What is being asked >>
This exercise calls for the line with "the police officer's", the line with "of the uniform", and all lines between them in the material below, output exactly and with no other lines.

Data records >>

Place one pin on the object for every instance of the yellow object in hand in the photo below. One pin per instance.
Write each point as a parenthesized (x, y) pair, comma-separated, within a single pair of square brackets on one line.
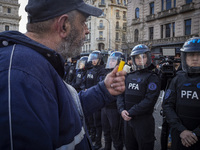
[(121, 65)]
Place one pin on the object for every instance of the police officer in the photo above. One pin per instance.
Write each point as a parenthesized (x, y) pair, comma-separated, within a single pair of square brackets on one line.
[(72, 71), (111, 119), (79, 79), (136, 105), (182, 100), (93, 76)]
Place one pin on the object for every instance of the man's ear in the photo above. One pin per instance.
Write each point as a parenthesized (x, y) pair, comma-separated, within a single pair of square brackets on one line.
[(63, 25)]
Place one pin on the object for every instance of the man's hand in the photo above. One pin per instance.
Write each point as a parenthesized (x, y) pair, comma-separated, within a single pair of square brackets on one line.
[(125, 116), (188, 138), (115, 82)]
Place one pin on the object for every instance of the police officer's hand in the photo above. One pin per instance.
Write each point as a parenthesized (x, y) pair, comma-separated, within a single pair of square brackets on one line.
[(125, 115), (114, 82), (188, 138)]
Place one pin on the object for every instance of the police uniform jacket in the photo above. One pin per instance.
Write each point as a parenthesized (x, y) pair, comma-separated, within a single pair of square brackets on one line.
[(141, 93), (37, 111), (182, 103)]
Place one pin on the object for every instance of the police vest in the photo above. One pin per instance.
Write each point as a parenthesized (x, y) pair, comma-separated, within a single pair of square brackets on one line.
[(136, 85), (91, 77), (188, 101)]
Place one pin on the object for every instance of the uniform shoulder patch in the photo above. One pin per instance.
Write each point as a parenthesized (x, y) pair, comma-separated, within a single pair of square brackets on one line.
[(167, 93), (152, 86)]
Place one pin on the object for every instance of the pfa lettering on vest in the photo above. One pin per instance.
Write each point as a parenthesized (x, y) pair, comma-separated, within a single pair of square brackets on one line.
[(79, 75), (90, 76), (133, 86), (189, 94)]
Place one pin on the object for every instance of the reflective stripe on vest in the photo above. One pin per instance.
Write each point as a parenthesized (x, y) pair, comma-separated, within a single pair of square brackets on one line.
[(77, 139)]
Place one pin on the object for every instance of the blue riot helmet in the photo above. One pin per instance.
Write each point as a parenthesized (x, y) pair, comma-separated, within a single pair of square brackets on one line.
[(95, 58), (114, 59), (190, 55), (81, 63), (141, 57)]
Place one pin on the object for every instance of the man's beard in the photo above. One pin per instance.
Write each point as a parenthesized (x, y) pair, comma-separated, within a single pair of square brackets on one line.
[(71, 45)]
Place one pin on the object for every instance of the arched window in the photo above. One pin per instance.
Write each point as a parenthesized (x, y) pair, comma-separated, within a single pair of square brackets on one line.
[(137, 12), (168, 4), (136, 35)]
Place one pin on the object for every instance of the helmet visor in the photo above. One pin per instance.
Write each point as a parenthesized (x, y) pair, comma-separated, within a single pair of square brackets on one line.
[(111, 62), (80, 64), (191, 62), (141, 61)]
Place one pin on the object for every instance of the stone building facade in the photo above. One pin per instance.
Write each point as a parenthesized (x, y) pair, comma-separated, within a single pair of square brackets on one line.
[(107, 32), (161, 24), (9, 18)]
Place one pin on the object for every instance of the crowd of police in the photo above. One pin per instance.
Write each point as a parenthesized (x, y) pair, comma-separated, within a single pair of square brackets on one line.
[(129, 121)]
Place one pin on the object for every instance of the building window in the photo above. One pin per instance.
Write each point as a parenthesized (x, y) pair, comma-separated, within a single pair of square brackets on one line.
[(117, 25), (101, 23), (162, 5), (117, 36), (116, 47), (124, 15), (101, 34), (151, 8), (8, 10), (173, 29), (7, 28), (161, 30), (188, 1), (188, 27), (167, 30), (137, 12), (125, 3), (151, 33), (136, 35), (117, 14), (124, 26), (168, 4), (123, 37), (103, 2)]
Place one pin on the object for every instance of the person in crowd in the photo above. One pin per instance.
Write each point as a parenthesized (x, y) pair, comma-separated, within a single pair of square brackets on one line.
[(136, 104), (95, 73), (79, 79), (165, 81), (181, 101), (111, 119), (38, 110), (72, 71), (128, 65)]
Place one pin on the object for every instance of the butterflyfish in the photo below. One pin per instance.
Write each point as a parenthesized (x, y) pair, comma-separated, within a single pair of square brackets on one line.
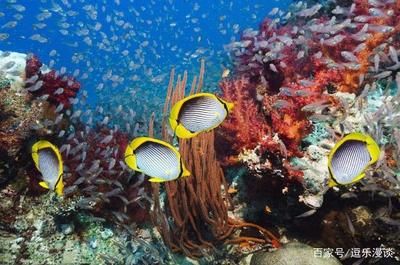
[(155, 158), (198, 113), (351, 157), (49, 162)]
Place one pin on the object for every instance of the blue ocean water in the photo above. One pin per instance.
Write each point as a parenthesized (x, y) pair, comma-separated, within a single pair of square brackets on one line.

Output for this task >>
Place one pin on the object for every instance of the police officer's hand in the photo above. One pin per instance.
Write each point as a parenthesized (x, y) pair, comma-separated, within a single pair of square brackets on one line.
[(125, 115), (114, 82), (188, 138)]
Place one pin on the object for every instance of the police uniform jacket in the photo above. One pin per instance.
Write each point as a parenthesized (x, y) pair, comma-separated, within a single pair of square brackets on one line.
[(141, 93), (37, 111), (182, 103)]
Place one pin on the object for every instance of the police vest in the photo above. One pin per instance.
Write each point as a parenthesized (x, y) pair, comma-separated, within a single pair of square brackets on one line.
[(136, 85), (91, 77), (188, 101)]
Place one pin on the object for every instance of the uniform shoulder patch in the photo above. One pin per instance.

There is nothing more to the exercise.